┌─ Extracted information

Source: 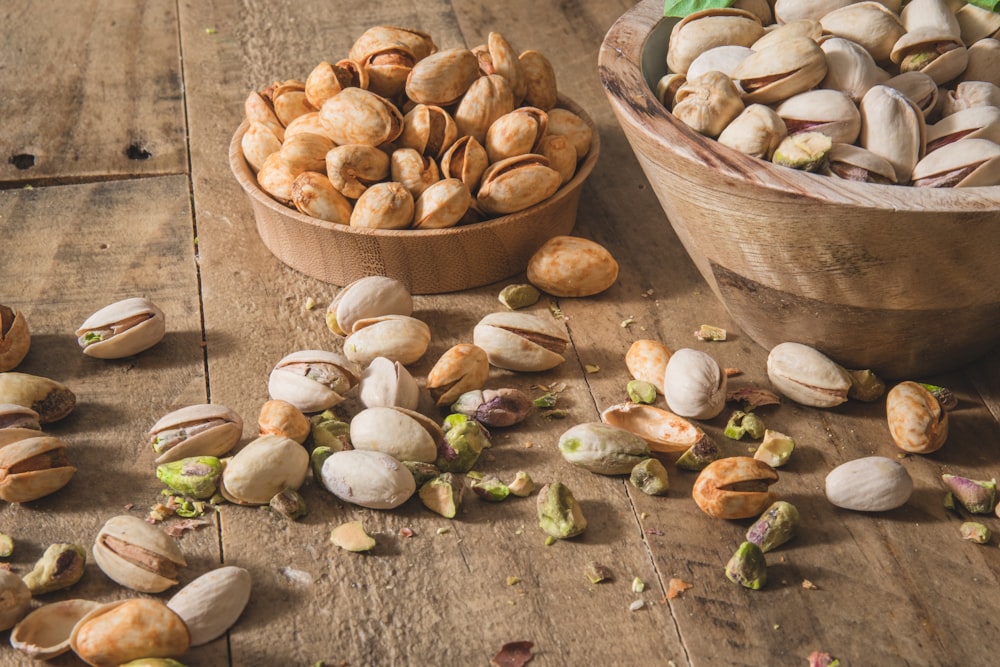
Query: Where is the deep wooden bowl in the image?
[229,97,601,294]
[598,0,1000,378]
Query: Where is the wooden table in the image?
[0,0,1000,666]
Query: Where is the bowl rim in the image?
[229,94,601,239]
[598,0,1000,212]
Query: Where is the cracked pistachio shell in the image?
[358,357,420,410]
[92,514,187,593]
[0,435,76,503]
[767,343,851,408]
[70,598,191,667]
[663,348,727,419]
[326,276,413,336]
[885,381,948,454]
[344,315,431,366]
[148,403,243,464]
[0,304,31,372]
[472,311,569,372]
[322,449,417,509]
[527,236,618,297]
[167,565,251,646]
[427,343,490,406]
[351,407,444,463]
[267,350,361,413]
[76,297,166,359]
[219,435,309,505]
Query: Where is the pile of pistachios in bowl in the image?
[656,0,1000,187]
[241,26,592,229]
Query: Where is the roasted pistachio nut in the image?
[92,514,187,593]
[149,403,243,463]
[747,500,799,553]
[70,598,191,667]
[559,422,650,475]
[691,456,778,519]
[885,380,948,454]
[537,482,587,540]
[0,304,31,372]
[24,542,87,595]
[767,343,851,408]
[0,371,76,424]
[76,297,166,359]
[0,435,76,503]
[472,311,569,372]
[267,350,361,414]
[663,348,727,419]
[156,456,222,500]
[427,343,490,406]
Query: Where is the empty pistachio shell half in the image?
[76,297,166,359]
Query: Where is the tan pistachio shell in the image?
[70,598,191,667]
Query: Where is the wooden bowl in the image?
[229,97,600,294]
[598,0,1000,378]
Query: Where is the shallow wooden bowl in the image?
[229,97,600,294]
[599,0,1000,378]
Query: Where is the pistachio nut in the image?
[527,236,618,297]
[472,311,569,372]
[267,350,361,413]
[767,343,851,408]
[167,565,251,646]
[559,422,650,475]
[70,598,191,667]
[691,456,778,519]
[0,435,76,503]
[0,371,76,424]
[24,544,86,595]
[0,304,31,372]
[148,403,243,464]
[322,449,417,509]
[76,297,166,359]
[92,514,187,593]
[219,435,309,505]
[358,357,420,410]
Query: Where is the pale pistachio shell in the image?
[427,343,490,406]
[267,350,361,413]
[472,312,569,371]
[219,435,309,505]
[344,315,431,366]
[663,348,727,419]
[167,565,251,646]
[76,297,166,359]
[518,50,558,111]
[321,449,417,509]
[476,153,562,214]
[413,178,473,229]
[70,598,191,667]
[326,276,413,336]
[625,338,672,394]
[885,381,948,454]
[0,431,76,503]
[527,236,618,297]
[319,88,403,146]
[454,74,514,144]
[767,343,851,408]
[406,48,479,107]
[358,357,420,410]
[9,600,101,660]
[92,514,187,593]
[351,407,444,463]
[291,171,352,225]
[351,181,414,229]
[324,144,389,199]
[148,403,243,464]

└─

Could you scale the lines of the items from the line containing "Query: Where is the wooden bowl in the image?" through the line containing "[599,0,1000,378]", copying every one of those lines and nothing else? Multiply each bounding-box coordinate in the answers by 0.7, round to whole numbers with halves going up, and leave all other lines as they are.

Output
Query: Where is the wooden bowl in the image?
[160,68,420,206]
[419,0,700,265]
Query: Where is the shallow wooden bowl in the image?
[160,68,420,206]
[419,0,700,265]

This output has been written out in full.